Short exercise
Copy out all the records exactly.

(Items from a dataset)

· · · · ·

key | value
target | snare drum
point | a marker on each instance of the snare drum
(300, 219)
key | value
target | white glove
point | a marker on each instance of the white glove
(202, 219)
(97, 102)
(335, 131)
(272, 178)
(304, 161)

· · · · ·

Result of this exercise
key | value
target | snare drum
point | a marker on each instance of the snare drum
(300, 219)
key | value
target | white glove
point | a marker on each instance of the white glove
(202, 219)
(97, 102)
(335, 131)
(272, 178)
(304, 161)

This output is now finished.